Dataset records –
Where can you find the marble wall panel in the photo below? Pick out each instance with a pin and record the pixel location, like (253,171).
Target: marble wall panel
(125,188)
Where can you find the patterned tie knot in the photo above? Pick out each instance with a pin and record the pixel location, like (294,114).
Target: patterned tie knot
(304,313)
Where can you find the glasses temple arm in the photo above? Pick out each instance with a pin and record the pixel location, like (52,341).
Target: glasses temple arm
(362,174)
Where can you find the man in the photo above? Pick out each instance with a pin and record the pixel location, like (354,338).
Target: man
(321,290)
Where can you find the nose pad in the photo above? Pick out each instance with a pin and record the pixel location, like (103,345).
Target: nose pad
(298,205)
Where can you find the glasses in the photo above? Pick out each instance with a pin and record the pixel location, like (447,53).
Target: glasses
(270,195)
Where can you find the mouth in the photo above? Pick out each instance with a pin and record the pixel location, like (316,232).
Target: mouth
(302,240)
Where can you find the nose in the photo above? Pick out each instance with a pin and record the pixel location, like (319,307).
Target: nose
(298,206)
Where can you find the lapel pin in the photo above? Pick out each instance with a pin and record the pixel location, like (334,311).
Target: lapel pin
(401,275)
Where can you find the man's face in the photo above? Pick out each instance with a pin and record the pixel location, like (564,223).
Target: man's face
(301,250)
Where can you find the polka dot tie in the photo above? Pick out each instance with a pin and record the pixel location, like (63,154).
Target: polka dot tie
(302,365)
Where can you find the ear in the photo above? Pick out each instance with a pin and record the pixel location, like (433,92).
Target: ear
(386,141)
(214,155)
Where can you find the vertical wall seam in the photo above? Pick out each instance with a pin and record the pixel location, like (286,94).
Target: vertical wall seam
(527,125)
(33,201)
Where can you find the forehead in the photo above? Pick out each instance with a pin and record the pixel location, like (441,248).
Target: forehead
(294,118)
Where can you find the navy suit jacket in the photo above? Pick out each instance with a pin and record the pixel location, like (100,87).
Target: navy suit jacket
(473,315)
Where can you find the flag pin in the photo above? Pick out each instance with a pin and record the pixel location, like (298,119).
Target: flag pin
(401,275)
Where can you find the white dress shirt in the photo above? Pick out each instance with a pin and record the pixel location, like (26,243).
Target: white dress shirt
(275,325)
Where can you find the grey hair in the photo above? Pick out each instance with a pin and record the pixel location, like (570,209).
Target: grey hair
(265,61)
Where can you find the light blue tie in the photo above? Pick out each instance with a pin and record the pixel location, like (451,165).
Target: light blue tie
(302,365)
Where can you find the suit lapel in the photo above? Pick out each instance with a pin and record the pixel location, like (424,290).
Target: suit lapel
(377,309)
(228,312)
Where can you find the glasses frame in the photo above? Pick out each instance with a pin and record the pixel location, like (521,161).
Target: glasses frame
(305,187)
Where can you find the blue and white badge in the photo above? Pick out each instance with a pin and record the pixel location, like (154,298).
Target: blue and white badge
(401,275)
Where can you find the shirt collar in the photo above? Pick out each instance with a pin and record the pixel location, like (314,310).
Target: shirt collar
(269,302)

Prompt – Give a word-for-word copy of the records.

Output –
Where can you find the marble wall panel in the photo below? Pick out each instance with a pin and record the pixel location, like (253,171).
Target: marble wall panel
(125,188)
Where can you find the patterned tie knot in the photo above? Pick out each instance with a pin and record the pixel location, like (294,114).
Target: patterned tie knot
(304,313)
Where can you find the glasses temple arm in the photo above? Pick out each instance with a pin and record the pixel location, like (52,341).
Target: glasses temple arm
(362,174)
Where can you find the man in the photo above? Pick out each instance with a pin and record the pixel location, like (354,338).
Target: man
(321,290)
Where can you find the nose pad in the photo above? Pick out each instance with a pin and record the pixel location, like (103,345).
Target: nose pad
(298,205)
Where can you find the glasses in the photo above? Pick out each instance with a pin and record the pixel location, like (447,53).
Target: glasses
(270,195)
Where can you find the mouth in the photo above? Pick out each instance with a pin and record the pixel location, like (316,232).
Target: mouth
(302,240)
Where can you find the nose in the photo above? Pick out each instance with a pin and record the pixel location, like (319,307).
Target: nose
(298,206)
Where can you find the lapel pin in the photo above? Pick out each instance with a pin and record the pixel location, like (334,311).
Target: lapel pin
(401,275)
Where can you find the man's face in the photo above? Pick out each instance with a pin and record the pixel location, like (564,223).
Target: man's face
(301,250)
Where can you find the polka dot tie in the photo above? Pick out each instance with a pin and record the pixel location, like (63,154).
Target: polka dot tie
(302,365)
Where can you find the ear in the photo above? Pick out each instance with a pin and record the pixel location, like (433,92).
Target: ear
(386,141)
(214,155)
Where can you find the vertical wall seam in the photo above? Pick out each instance with a pin and record the pixel location, like (286,94).
Target: vertical wall seam
(527,125)
(33,201)
Where can you find the forehead in the photo above? Pick out each instance with a pin and record the pixel location, like (441,248).
Target: forehead
(294,118)
Where can you find the navy suit jacket in the photo above? Pick out each instance with a pin and record the pixel location, like (100,87).
Target: navy suit jacket
(473,315)
Where can you find the flag pin in the photo above? Pick out each instance with a pin and record the pixel location, like (298,119).
Target: flag pin
(401,275)
Where can you find the white dress shirt in the photo above? Pick out each instance with a pin and record the pixel location, like (26,243).
Target: white dress shirt
(275,325)
Where can you find the grey hair in the photo above? Pick out each instance with a pin and record the pixel location, like (570,209).
Target: grey hair
(265,61)
Where can you find the light blue tie in the photo above? Pick out each instance with a pin and record the pixel location, like (451,165).
Target: light blue tie
(302,365)
Where can you find the suit lapel in the photo above? Pick out each instance with a pin and record the pixel location, like (424,290).
Target: suit lapel
(377,309)
(228,312)
Where can you find the glasses frame in the photo above? Pick out each instance with a pin and record the pixel location, like (521,161).
Target: glasses frame
(305,187)
Where can you find the blue and white badge in the photo above? Pick out each instance with a pin and record the pixel location, like (154,298).
Target: blue and white badge
(401,275)
Where can you find the shirt collar in the photo above? Pick out each instance with a pin and record the pixel location, like (314,310).
Target: shirt collar
(269,302)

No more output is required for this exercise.